YOUR TASK
Provide again, from the entries below, every line from the one containing "Kindly point to the yellow" through the one containing "Kindly point to the windshield in", exactly as written, and no other line.

SOURCE DATA
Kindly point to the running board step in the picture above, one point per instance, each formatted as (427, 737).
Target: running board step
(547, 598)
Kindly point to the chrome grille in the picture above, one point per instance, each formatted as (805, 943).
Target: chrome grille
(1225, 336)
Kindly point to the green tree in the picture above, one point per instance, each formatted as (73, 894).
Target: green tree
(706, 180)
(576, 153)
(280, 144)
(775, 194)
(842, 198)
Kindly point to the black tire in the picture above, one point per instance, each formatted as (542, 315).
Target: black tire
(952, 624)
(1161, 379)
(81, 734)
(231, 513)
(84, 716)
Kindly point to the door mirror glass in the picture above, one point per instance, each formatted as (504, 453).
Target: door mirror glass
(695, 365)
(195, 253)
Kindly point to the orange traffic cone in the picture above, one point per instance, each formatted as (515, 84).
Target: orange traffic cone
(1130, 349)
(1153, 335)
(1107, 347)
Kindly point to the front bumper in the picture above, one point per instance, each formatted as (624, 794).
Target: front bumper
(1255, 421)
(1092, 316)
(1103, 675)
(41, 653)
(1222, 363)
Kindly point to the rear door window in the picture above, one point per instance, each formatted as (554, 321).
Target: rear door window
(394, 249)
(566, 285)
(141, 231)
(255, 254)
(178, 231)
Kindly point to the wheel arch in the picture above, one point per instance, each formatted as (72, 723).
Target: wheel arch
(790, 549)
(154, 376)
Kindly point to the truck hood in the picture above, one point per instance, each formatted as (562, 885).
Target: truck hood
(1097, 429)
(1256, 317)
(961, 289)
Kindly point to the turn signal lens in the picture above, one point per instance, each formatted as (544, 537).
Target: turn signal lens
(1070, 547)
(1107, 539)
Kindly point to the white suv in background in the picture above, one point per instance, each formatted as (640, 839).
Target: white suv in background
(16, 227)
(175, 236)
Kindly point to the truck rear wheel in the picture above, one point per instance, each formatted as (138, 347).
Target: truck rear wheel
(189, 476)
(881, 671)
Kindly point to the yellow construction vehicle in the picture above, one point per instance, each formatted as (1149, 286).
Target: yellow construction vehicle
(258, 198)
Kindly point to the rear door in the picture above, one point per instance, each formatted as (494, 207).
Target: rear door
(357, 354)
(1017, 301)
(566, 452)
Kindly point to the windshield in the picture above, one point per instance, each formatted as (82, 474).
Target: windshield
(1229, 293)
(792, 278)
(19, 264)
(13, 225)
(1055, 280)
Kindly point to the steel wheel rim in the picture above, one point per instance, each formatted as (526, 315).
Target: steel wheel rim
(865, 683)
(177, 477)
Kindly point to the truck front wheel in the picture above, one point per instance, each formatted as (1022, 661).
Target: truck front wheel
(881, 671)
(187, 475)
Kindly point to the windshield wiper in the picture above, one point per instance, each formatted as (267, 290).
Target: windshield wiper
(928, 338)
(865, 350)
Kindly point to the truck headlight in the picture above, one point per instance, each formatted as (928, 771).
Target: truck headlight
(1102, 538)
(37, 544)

ANSWER TO THIS PROBLEM
Kindly point to the yellow construction vehicle in the picture above, one point per instance, each formatted as (1149, 286).
Target: yellow construction vehicle
(258, 198)
Kindly point to the rear door in the picture above, one point per instance, each formatted as (494, 207).
Target: rear door
(357, 354)
(1017, 301)
(566, 452)
Kindly point to the windshield in the picture above, one point per instance, each formatted as (82, 474).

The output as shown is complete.